◆ Assignment ◆
From the first line to the last, reproduce the records exactly.

◆ Exercise material ◆

▬▬▬▬▬▬▬▬▬▬

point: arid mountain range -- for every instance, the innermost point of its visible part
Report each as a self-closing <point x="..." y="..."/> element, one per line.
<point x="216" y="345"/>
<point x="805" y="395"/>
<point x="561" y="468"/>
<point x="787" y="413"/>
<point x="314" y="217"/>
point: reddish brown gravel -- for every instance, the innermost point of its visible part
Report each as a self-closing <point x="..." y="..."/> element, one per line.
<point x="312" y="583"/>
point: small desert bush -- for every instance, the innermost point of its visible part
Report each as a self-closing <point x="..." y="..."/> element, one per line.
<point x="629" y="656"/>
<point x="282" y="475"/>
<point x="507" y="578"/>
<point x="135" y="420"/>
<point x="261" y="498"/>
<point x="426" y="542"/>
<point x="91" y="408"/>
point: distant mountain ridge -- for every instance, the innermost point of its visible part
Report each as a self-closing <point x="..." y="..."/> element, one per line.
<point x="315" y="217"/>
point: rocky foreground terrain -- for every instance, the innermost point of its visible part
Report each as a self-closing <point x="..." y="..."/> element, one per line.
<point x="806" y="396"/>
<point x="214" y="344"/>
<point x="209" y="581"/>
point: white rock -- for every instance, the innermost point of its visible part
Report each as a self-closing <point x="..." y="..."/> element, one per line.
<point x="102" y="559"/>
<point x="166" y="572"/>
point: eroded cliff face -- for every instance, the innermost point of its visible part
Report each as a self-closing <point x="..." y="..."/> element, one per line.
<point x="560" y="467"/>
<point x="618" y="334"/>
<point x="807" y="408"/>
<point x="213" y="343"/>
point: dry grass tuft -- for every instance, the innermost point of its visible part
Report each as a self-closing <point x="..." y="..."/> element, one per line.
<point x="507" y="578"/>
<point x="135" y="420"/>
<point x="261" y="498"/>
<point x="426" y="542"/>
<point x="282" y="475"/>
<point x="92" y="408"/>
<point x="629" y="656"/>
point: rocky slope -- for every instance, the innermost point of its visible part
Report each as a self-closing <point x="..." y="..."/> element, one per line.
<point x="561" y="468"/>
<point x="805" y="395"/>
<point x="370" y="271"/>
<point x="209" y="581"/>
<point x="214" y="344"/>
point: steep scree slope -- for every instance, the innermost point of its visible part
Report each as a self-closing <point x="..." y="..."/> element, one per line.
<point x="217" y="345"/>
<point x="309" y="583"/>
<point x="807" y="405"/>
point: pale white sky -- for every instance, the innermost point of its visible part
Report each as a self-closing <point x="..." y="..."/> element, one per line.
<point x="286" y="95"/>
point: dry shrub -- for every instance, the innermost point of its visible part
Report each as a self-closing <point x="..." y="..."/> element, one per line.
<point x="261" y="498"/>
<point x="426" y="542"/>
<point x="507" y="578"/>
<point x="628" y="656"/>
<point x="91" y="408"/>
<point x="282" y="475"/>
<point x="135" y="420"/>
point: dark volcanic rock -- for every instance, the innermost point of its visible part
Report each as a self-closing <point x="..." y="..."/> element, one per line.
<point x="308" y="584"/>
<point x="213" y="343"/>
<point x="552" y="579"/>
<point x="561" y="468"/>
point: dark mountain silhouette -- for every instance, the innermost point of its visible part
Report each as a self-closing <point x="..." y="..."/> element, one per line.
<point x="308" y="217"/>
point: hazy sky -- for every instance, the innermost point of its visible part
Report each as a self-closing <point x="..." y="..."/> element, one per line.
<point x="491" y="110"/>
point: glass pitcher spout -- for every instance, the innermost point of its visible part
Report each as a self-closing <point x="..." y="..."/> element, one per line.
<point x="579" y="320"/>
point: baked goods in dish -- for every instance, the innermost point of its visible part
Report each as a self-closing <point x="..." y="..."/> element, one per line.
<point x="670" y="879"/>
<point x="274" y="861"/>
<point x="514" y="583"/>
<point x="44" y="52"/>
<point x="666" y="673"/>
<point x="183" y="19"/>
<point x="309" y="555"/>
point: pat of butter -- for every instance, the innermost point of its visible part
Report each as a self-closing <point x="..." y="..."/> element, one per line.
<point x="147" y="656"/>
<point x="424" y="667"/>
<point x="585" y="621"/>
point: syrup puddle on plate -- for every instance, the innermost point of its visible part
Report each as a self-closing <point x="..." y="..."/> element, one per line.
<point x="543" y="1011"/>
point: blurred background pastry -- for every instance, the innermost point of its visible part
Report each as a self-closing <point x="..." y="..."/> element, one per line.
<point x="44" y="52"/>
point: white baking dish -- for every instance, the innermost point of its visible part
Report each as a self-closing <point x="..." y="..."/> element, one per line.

▬▬▬▬▬▬▬▬▬▬

◆ Task answer ◆
point: arid mountain range -- for every instance, the innermost point of its visible part
Report each as a self-closing <point x="..." y="..."/> element, one per line.
<point x="216" y="345"/>
<point x="805" y="395"/>
<point x="561" y="468"/>
<point x="787" y="413"/>
<point x="314" y="217"/>
point: reddish brown gravel -- for every instance, the innermost point of its visible part
Report each as a self-closing <point x="..." y="..."/> element, one per line.
<point x="312" y="583"/>
point: small desert bush -- for every instance, the innermost point of its visible part
Report each as a self-closing <point x="..." y="..."/> element, one per line.
<point x="629" y="656"/>
<point x="282" y="475"/>
<point x="507" y="578"/>
<point x="135" y="420"/>
<point x="261" y="498"/>
<point x="426" y="542"/>
<point x="91" y="408"/>
point: distant mountain ridge -- for every instance, the innermost point of its visible part
Report each as a self-closing <point x="..." y="..."/> element, one per line.
<point x="315" y="217"/>
point: rocky foreground terrain -- for every instance, the innermost point of its visible part
Report each as a self-closing <point x="..." y="..."/> element, one per line.
<point x="806" y="396"/>
<point x="214" y="344"/>
<point x="209" y="581"/>
point: white rock -- for every instance, the innermost point of its visible part
Report each as a self-closing <point x="..." y="..."/> element, one per line.
<point x="102" y="559"/>
<point x="166" y="572"/>
point: eroded cliff face -- for every instance, the innermost point of its visible part
Report each as a self-closing <point x="..." y="..."/> element, one per line.
<point x="560" y="467"/>
<point x="618" y="334"/>
<point x="807" y="408"/>
<point x="213" y="343"/>
point: dry grass tuft -- for every instance, the innermost point of its visible part
Report each as a self-closing <point x="..." y="..."/> element, one per line.
<point x="507" y="578"/>
<point x="135" y="420"/>
<point x="261" y="498"/>
<point x="426" y="542"/>
<point x="282" y="475"/>
<point x="92" y="408"/>
<point x="629" y="656"/>
point: rocky slope -- for every instance, the innermost point of its visible part
Report each as a self-closing <point x="..." y="..."/> element, one per line.
<point x="561" y="468"/>
<point x="805" y="395"/>
<point x="370" y="271"/>
<point x="209" y="581"/>
<point x="214" y="344"/>
point: steep scree slope -- for every instance, the innermost point of its visible part
Report each as a self-closing <point x="..." y="..."/> element, one per line.
<point x="217" y="345"/>
<point x="309" y="583"/>
<point x="807" y="405"/>
point: pale white sky -- for every instance, the innermost point of its visible part
Report each as a self-closing <point x="..." y="..."/> element, one per line.
<point x="286" y="95"/>
point: dry shrub -- for every instance, the innermost point of its visible part
Report each as a self-closing <point x="..." y="..."/> element, one per line.
<point x="261" y="498"/>
<point x="426" y="542"/>
<point x="507" y="578"/>
<point x="628" y="656"/>
<point x="91" y="408"/>
<point x="282" y="475"/>
<point x="135" y="420"/>
point: dark volcanic rock -- for every instance, the innermost point of its visible part
Report each as a self-closing <point x="..." y="..."/> element, one per line.
<point x="308" y="584"/>
<point x="213" y="343"/>
<point x="552" y="579"/>
<point x="561" y="468"/>
point: dark mountain silhouette -- for every instance, the innermost point of its visible part
Report each as a self-closing <point x="..." y="..."/> element, one per line.
<point x="308" y="217"/>
point: hazy sky -- for every instance, the innermost point of its visible part
Report each as a self-closing <point x="..." y="..."/> element, one per line.
<point x="491" y="110"/>
point: glass pitcher spout -- for every instance, the innermost point of its visible part
Report each as a self-closing <point x="..." y="..."/> element, one per line.
<point x="579" y="320"/>
point: baked goods in dish -- for every instance, the innermost point of its visible part
Report each as a self-closing <point x="..." y="..."/> element, one per line.
<point x="670" y="879"/>
<point x="274" y="861"/>
<point x="514" y="583"/>
<point x="44" y="52"/>
<point x="666" y="673"/>
<point x="183" y="19"/>
<point x="309" y="555"/>
point: pat of butter -- for every instance, the innermost point of its visible part
Report each as a self-closing <point x="..." y="..."/> element, one per line.
<point x="147" y="656"/>
<point x="424" y="667"/>
<point x="585" y="621"/>
point: syrup puddle on plate -- for every instance, the innermost point of its visible part
Report each as a self-closing <point x="..." y="..."/> element, one per line.
<point x="543" y="1011"/>
point: blurred background pastry -- for every instance, the innermost point of its visible part
Report each as a self-closing <point x="..." y="..."/> element, one per line.
<point x="44" y="52"/>
point: white baking dish -- for every instance, the innermost point of its visible part
Report each as a self-closing <point x="..." y="..."/> element, one per line.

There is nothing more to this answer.